■ Data for processing
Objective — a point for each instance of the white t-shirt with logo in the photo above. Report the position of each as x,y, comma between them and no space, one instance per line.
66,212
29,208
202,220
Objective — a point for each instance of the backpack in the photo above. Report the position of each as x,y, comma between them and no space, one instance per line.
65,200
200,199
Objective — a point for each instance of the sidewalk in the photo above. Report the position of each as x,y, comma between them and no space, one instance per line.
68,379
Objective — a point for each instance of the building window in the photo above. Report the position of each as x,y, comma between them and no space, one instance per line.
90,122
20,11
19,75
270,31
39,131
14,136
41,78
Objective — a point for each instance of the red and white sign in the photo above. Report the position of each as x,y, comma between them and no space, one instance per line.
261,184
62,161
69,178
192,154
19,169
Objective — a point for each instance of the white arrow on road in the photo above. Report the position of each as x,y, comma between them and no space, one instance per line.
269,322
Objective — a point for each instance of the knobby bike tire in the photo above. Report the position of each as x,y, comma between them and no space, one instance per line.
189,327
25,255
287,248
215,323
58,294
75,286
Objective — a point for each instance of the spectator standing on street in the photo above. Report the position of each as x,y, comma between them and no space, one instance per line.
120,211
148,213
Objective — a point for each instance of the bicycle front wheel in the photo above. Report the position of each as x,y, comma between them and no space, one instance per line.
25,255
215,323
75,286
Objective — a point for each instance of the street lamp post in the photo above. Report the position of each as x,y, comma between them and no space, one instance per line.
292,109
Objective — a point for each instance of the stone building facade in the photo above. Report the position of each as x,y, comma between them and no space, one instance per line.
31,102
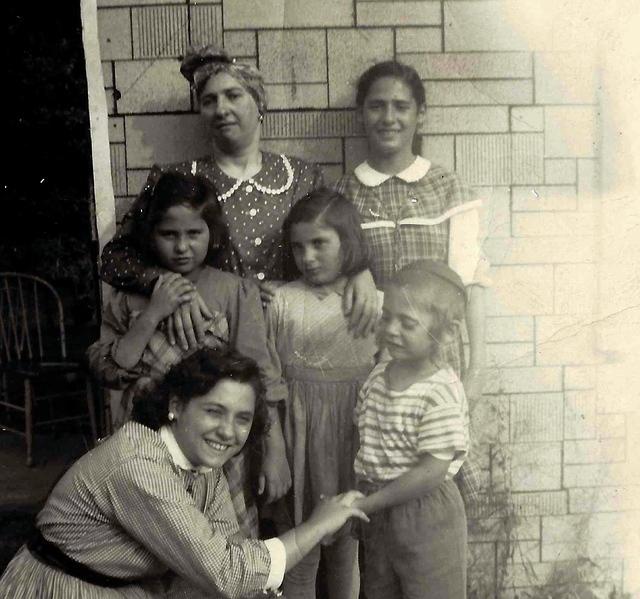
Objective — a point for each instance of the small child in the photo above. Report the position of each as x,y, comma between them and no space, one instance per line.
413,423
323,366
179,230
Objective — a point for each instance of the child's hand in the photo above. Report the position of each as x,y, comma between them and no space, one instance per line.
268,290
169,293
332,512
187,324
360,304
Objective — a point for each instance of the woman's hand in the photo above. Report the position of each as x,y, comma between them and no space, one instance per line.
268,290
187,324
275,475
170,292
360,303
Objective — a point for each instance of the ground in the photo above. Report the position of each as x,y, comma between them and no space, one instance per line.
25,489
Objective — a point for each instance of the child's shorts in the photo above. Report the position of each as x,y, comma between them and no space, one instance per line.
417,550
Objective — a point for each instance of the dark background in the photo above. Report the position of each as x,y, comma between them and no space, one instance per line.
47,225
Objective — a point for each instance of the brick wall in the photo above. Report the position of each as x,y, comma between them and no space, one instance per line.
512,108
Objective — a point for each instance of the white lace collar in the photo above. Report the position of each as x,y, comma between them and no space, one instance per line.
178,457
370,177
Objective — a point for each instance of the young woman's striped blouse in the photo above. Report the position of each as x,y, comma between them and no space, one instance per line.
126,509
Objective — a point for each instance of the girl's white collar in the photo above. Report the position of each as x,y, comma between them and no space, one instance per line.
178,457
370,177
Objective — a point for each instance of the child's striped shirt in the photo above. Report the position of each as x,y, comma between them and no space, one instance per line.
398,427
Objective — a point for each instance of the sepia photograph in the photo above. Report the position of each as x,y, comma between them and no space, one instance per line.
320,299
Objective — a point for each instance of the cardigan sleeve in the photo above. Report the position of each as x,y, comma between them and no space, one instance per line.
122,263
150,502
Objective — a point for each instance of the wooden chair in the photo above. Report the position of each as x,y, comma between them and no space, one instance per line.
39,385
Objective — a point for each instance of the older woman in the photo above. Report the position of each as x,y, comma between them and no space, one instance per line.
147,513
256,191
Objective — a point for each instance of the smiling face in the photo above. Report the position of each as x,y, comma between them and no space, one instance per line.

■ Task to carry out
Put each line of the data, from the line containing "Objective — a point for each instance of the older" up to and including the last line of the data, into a JSON list of strings, one string per line, with blank lines omitted.

■ Problem solution
[
  "Objective — a point for each instance of the older woman in the photo above. Report the position of each as x,y, comma between them and no space, one instance per line.",
  "147,513",
  "256,191",
  "Objective — a point for each instance of the smiling face in the photo above. Report the position of each as x,y, comma between them and no space, one instance per line."
]